Mergers and acquisitions (M&A) are economic activities. The benefits they bring in are many. Primarily, they assist in creating a market for corporate control. M&A deals enhance shareholder value and ensure greater operational efficiencies. That is why we need a congenial legal and regulatory climate for facilitating M&A.As the M&A bandwagon moves on, there are certain obstacles on the way that need to be overcome. There is this thorny issue of what constitutes corporate control. This concept of management control is not clear in the Takeover Code formulated by the Securities and Exchange Board of India (Sebi).
Then there are other issues such as exorbitant stamp duties, cumbersome court procedure for mergers, dog-in-the-manger role of financial institutions in corporate takeovers and absence of takeover-lending. As the consolidation mania grips the Indian corporate sector, it is essential to review all these issues.
There is tremendous scope for M&A in industries such as cement, which are fragmented. Knowledge-based industries such as pharmaceuticals, information, communication and entertainment are also ripe for consolidation. One should see more M&A deals in these sectors shortly. The information technology sector, where large players are keen to move up the value chain, is an ideal candidate for M&A. If M&A activity is to pick up in all the sectors across the board, it is essential that FIs understand the tactical relevance of M&A in the new economy.

* Description of the task *
Continue the commentary on mergers and acquisitions in India, picking up after its final sentence and keeping its formal tone.

* Data under study *
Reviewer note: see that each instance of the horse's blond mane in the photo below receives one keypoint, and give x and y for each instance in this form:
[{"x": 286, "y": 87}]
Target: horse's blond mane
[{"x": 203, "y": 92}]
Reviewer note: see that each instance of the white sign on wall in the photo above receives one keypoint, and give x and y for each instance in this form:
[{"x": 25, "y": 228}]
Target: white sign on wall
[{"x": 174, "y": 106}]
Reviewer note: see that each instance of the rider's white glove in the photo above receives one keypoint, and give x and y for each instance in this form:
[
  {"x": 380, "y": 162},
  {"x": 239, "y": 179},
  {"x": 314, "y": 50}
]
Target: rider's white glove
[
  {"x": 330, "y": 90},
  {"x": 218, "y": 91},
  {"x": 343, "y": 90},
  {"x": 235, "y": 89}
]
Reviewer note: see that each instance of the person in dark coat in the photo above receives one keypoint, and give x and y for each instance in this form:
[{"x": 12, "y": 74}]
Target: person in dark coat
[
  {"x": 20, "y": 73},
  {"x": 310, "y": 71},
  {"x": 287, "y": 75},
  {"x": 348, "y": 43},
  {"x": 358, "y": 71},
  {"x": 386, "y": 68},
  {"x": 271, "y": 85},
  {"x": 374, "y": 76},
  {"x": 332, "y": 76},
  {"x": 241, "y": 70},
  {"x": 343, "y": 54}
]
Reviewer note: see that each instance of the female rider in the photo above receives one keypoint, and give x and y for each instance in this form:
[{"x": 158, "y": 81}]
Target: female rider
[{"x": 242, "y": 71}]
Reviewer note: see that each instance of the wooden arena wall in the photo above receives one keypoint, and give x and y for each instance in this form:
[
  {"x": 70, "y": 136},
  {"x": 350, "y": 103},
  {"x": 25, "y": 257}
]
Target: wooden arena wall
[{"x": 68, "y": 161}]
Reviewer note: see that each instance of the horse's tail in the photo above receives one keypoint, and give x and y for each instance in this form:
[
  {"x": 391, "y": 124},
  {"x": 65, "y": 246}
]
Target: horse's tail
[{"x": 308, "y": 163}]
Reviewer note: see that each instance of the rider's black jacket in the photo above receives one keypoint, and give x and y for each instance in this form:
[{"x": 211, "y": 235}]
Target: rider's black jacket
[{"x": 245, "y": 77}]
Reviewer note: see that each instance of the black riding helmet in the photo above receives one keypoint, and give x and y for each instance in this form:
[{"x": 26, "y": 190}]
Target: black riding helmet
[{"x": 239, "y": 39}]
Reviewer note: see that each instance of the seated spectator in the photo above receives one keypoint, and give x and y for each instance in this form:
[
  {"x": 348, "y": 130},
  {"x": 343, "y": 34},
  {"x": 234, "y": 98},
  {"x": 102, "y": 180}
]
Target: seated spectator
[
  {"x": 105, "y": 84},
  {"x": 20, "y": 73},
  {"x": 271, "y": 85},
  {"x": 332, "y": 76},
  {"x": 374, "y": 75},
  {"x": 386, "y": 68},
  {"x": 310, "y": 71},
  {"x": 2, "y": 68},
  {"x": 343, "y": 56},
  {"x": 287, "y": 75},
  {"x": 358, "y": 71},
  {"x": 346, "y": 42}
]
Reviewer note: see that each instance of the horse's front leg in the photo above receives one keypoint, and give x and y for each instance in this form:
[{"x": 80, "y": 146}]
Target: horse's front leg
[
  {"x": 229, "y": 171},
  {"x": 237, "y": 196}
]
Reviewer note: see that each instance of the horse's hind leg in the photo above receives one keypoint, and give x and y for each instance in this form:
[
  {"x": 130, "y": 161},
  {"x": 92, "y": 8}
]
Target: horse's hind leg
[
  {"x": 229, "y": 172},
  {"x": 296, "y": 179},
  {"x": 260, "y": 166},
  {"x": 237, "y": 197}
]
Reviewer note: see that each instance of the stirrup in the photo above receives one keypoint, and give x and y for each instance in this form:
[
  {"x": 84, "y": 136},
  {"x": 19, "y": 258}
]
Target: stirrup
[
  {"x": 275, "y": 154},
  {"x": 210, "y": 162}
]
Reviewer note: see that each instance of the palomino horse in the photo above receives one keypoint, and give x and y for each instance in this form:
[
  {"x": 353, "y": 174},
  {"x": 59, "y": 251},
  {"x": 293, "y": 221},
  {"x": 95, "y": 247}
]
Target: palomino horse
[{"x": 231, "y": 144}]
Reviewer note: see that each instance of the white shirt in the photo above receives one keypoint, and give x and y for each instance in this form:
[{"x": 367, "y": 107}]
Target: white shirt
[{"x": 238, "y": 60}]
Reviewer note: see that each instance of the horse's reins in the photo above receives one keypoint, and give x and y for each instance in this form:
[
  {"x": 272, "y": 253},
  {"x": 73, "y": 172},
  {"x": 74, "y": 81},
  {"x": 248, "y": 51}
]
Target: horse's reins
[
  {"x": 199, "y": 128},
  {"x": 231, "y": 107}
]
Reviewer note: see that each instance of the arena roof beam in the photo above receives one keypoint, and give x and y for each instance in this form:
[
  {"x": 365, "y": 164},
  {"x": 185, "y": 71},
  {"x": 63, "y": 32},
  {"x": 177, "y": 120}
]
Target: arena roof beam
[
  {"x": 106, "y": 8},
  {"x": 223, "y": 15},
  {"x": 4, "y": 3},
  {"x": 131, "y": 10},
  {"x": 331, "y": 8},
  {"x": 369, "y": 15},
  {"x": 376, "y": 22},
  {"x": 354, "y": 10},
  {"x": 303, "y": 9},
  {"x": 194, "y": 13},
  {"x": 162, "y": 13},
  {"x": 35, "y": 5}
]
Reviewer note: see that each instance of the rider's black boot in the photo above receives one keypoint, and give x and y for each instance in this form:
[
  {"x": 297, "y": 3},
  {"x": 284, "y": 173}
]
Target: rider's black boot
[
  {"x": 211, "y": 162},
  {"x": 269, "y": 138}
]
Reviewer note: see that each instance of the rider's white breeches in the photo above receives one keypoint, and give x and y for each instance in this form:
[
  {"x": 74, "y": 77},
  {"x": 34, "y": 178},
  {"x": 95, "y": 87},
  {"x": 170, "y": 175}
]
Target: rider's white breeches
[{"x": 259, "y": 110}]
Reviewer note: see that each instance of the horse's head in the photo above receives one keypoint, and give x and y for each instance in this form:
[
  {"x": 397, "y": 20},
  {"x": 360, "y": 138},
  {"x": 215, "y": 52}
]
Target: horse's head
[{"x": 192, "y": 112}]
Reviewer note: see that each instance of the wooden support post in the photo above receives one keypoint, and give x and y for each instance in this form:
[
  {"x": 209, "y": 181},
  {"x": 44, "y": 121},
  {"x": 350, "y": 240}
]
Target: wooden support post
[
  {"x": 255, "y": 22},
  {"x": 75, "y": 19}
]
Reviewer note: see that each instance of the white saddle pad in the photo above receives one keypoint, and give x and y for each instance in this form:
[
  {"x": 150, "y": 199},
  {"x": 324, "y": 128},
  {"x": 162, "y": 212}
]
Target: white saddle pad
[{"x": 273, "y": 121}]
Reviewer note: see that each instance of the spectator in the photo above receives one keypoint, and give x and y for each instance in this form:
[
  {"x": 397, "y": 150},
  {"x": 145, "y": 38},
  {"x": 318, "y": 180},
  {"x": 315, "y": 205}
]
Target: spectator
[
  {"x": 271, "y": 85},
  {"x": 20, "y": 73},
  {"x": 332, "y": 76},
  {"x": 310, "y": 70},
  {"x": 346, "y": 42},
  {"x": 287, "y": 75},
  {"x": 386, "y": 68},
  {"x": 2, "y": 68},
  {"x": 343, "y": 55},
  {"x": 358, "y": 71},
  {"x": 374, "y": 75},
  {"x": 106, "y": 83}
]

* Result *
What drives M&A deals is strategy and all other factors are just incidental. Gone are the days when Ram Prasad Goenka and Manu Chhabria bought anything and everything under the sun, regardless of whether an acquisition resulted in an increase in shareholder value. The questions that are increasingly being asked today are: how does this acquisition fit into my business portfolio? What would be my comparative advantage over others in the same business?
Thanks to this change in mindset, M&A activity is turning strategy-driven. Businessmen are becoming more open-minded, mature and investor-friendly. But, the obstacles remain. It is high time the roadblocks are removed so that M&A blossoms into a healthy economic activity.